● The problem
Transcribe every line, keeping it exact.

● Records provided
(begin)

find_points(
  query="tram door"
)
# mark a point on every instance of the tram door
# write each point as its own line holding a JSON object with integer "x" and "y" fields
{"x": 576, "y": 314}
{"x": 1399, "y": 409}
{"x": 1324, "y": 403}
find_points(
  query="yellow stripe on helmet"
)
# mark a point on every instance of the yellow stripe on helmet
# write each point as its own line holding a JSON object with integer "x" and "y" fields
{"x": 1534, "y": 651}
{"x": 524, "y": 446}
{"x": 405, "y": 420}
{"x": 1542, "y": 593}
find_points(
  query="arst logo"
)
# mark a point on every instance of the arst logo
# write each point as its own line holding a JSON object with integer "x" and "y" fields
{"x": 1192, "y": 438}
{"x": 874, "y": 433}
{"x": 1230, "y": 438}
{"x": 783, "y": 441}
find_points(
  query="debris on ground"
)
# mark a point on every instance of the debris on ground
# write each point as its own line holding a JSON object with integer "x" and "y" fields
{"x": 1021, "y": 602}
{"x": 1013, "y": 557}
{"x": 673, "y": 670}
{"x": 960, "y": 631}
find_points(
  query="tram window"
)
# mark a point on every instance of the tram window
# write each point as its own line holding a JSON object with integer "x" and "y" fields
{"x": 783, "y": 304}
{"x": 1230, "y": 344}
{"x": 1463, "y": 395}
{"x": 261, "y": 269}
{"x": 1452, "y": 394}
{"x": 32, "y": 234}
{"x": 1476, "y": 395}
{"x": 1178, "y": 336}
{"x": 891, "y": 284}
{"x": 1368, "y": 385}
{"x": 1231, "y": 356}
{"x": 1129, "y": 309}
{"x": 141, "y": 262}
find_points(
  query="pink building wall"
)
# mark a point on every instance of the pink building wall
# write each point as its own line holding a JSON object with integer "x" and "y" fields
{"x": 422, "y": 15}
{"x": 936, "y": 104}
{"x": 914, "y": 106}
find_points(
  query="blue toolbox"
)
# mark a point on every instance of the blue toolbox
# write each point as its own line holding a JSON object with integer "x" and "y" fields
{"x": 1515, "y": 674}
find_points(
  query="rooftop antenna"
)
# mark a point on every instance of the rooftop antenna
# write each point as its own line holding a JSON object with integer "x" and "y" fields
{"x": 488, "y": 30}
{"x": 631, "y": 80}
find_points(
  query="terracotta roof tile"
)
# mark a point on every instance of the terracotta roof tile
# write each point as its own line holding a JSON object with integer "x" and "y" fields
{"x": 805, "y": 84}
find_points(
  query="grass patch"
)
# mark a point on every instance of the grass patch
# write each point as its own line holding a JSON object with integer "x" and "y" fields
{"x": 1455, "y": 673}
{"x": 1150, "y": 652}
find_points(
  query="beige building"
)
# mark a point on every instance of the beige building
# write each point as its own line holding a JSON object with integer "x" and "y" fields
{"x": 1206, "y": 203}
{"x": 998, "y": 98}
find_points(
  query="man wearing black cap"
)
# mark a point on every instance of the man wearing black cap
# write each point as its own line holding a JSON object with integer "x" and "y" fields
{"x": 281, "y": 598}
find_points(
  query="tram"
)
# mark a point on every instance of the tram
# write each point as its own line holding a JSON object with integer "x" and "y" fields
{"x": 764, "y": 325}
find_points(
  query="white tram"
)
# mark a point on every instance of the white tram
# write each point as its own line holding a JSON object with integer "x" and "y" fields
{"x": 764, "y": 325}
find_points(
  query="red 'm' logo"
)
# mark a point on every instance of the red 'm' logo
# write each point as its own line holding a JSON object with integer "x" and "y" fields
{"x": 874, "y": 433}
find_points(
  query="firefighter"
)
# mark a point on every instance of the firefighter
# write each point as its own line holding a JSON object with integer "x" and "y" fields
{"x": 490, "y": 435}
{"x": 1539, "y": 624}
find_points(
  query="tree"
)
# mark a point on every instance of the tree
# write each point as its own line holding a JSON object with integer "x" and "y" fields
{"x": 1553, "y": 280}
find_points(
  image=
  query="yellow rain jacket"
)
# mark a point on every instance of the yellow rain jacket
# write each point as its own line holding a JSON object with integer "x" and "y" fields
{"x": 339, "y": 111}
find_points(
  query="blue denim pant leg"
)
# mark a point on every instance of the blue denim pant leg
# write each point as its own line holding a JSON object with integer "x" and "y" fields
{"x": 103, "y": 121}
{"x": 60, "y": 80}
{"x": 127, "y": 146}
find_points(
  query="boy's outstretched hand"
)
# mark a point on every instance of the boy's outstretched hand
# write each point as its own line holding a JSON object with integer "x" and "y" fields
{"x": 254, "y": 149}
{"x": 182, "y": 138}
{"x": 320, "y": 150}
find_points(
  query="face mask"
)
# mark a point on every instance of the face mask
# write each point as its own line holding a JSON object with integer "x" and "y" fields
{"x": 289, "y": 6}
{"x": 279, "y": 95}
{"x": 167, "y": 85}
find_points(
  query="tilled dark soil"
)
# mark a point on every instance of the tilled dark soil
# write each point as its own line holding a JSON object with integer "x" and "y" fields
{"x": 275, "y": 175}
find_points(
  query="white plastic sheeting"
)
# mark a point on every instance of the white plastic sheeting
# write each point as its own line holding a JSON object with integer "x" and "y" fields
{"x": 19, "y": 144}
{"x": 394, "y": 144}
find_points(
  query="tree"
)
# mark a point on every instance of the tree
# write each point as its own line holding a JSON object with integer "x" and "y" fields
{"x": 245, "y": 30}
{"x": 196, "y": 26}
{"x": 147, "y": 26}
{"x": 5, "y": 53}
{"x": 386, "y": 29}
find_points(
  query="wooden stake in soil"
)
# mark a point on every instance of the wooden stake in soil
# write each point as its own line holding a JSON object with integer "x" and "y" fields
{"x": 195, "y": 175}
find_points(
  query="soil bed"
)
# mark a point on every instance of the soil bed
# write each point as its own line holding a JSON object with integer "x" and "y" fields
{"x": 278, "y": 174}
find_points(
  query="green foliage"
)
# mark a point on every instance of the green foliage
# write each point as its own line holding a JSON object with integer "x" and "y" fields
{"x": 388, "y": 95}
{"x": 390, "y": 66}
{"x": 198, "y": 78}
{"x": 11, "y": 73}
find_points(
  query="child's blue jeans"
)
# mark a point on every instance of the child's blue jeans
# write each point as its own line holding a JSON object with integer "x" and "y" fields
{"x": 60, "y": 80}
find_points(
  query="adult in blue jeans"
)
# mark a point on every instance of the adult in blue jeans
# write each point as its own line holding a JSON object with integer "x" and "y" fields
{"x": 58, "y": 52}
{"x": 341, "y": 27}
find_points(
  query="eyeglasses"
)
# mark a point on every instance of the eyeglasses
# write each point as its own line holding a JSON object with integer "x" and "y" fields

(end)

● Reply
find_points(
  query="tram door"
)
# mark a point on every instance of the tram door
# write each point as its own line holding a JSON object with integer "x" and "y" fields
{"x": 576, "y": 314}
{"x": 1399, "y": 409}
{"x": 1324, "y": 403}
find_points(
  query="yellow stripe on helmet"
)
# mark a point on every instance of the yellow stripe on helmet
# write each point as its own line holding a JSON object with integer "x" and "y" fields
{"x": 1534, "y": 651}
{"x": 524, "y": 446}
{"x": 405, "y": 420}
{"x": 1542, "y": 593}
find_points(
  query="arst logo"
)
# mark a point on every instance of the arst logo
# write each point as its own line holding a JSON object with integer "x" and "y" fields
{"x": 1192, "y": 438}
{"x": 874, "y": 433}
{"x": 1230, "y": 438}
{"x": 783, "y": 441}
find_points(
  query="debris on ground"
)
# mark a point on every instance of the debris on ground
# write each point as its own line holding a JSON object with integer "x" and "y" fields
{"x": 1021, "y": 602}
{"x": 1013, "y": 557}
{"x": 673, "y": 670}
{"x": 960, "y": 631}
find_points(
  query="tram window"
)
# mark a point on every instance of the tram window
# write each point as its own line holding a JSON object with integer "x" and "y" fields
{"x": 783, "y": 304}
{"x": 1230, "y": 344}
{"x": 1463, "y": 395}
{"x": 261, "y": 269}
{"x": 1452, "y": 394}
{"x": 32, "y": 234}
{"x": 1476, "y": 395}
{"x": 1178, "y": 336}
{"x": 891, "y": 284}
{"x": 1368, "y": 385}
{"x": 1231, "y": 356}
{"x": 1129, "y": 309}
{"x": 141, "y": 262}
find_points(
  query="pink building wall"
)
# mark a point on every instance of the pink building wall
# write each point as its own line holding a JSON object with integer "x" and "y" fields
{"x": 422, "y": 15}
{"x": 936, "y": 104}
{"x": 914, "y": 106}
find_points(
  query="blue toolbox"
)
# mark a point on every instance of the blue toolbox
# write each point as its own line holding a JSON object with integer "x" and "y" fields
{"x": 1515, "y": 674}
find_points(
  query="rooftop antenna"
)
# mark a point on every instance of the rooftop antenna
# write each point as its own line holding a JSON object with integer "x" and "y" fields
{"x": 488, "y": 30}
{"x": 631, "y": 80}
find_points(
  query="terracotta roof tile"
)
# mark a point on every instance of the terracotta roof tile
# write each point as its own line holding a JSON object with integer "x" and "y" fields
{"x": 805, "y": 84}
find_points(
  query="grass patch"
)
# mark a point on every instance of the grass patch
# write each point as its own line holding a JSON object with integer "x" and "y" fields
{"x": 1455, "y": 673}
{"x": 1150, "y": 652}
find_points(
  query="beige building"
)
# mark a point on every instance of the beige building
# write each point as its own line holding a JSON object with integer "x" and "y" fields
{"x": 1206, "y": 203}
{"x": 998, "y": 98}
find_points(
  query="man wearing black cap"
)
# mark a point on every instance of the man wearing black cap
# write each point as its own line holding a JSON object with integer "x" and "y" fields
{"x": 281, "y": 598}
find_points(
  query="tram"
)
# mark a point on every instance of the tram
# write each point as its own line holding a JSON object with integer "x" and "y" fields
{"x": 764, "y": 325}
find_points(
  query="white tram"
)
# mark a point on every instance of the white tram
# write each point as its own line holding a JSON object with integer "x" and "y" fields
{"x": 764, "y": 325}
find_points(
  query="red 'm' logo"
)
# mark a point on every instance of the red 'm' logo
# write each point as its own line holding a JSON object with integer "x" and "y" fields
{"x": 874, "y": 433}
find_points(
  query="firefighter"
)
# mark a point on every instance of the firefighter
# write each point as its own line holding a JSON object with integer "x" and "y" fields
{"x": 490, "y": 435}
{"x": 1539, "y": 624}
find_points(
  query="tree"
)
# mark a point on every instance of the tree
# write each point as its own line holding a JSON object with integer "x" and "y" fields
{"x": 1553, "y": 280}
find_points(
  image=
  query="yellow rain jacket"
)
# mark a point on every instance of the yellow rain jacket
# write each point as its own line holding a JSON object with integer "x" and "y" fields
{"x": 339, "y": 111}
find_points(
  query="blue denim pant leg"
)
# mark a point on every instance of the blue denim pant leg
# write each point as its own line holding a JSON object with integer "x" and "y" fields
{"x": 103, "y": 121}
{"x": 60, "y": 80}
{"x": 127, "y": 146}
find_points(
  query="boy's outstretched hand"
)
# mark a point on every instance of the boy's outstretched hand
# write each point as its own line holding a JSON object with integer "x" and "y" fields
{"x": 254, "y": 149}
{"x": 182, "y": 138}
{"x": 320, "y": 150}
find_points(
  query="face mask"
)
# mark a point on every instance of the face mask
# write each point as its own line holding a JSON object with integer "x" and "y" fields
{"x": 289, "y": 6}
{"x": 279, "y": 95}
{"x": 167, "y": 85}
find_points(
  query="tilled dark soil"
)
# mark a point on every instance of the tilled dark soil
# write each point as its own line holding a JSON object with integer "x" and "y" fields
{"x": 275, "y": 175}
find_points(
  query="white plastic sheeting"
)
# mark a point on every instance of the white plastic sheeting
# write each point as its own line holding a JSON object with integer "x" and "y" fields
{"x": 19, "y": 144}
{"x": 394, "y": 144}
find_points(
  query="tree"
)
# mark a point on every instance of the tree
# write each point as its own line holding a JSON object with integer "x" and "y" fields
{"x": 245, "y": 30}
{"x": 196, "y": 26}
{"x": 147, "y": 26}
{"x": 5, "y": 53}
{"x": 386, "y": 29}
find_points(
  query="wooden stake in soil"
)
# mark a point on every instance of the wooden stake in soil
# write each point as its own line holding a JSON object with integer "x" and "y" fields
{"x": 195, "y": 175}
find_points(
  query="soil bed"
)
# mark a point on every instance of the soil bed
# write each point as its own line holding a JSON object with integer "x" and "y" fields
{"x": 278, "y": 174}
find_points(
  query="green foliage"
)
# mark a point on every instance of the green foliage
# write each point as its own line holding a JSON object with integer "x" and "y" fields
{"x": 388, "y": 95}
{"x": 390, "y": 66}
{"x": 198, "y": 78}
{"x": 11, "y": 73}
find_points(
  query="child's blue jeans"
)
# mark a point on every instance of the child's blue jeans
# write each point as its own line holding a JSON object with integer "x" and "y" fields
{"x": 60, "y": 80}
find_points(
  query="adult in blue jeans"
)
# mark a point on every instance of the adult in blue jeans
# write each point as its own line holding a JSON object with integer "x" and "y" fields
{"x": 58, "y": 52}
{"x": 341, "y": 27}
find_points(
  query="eyeglasses"
)
# mark a point on every instance of the eyeglasses
# write each point as its own line holding a JSON object with integer "x" and "y" fields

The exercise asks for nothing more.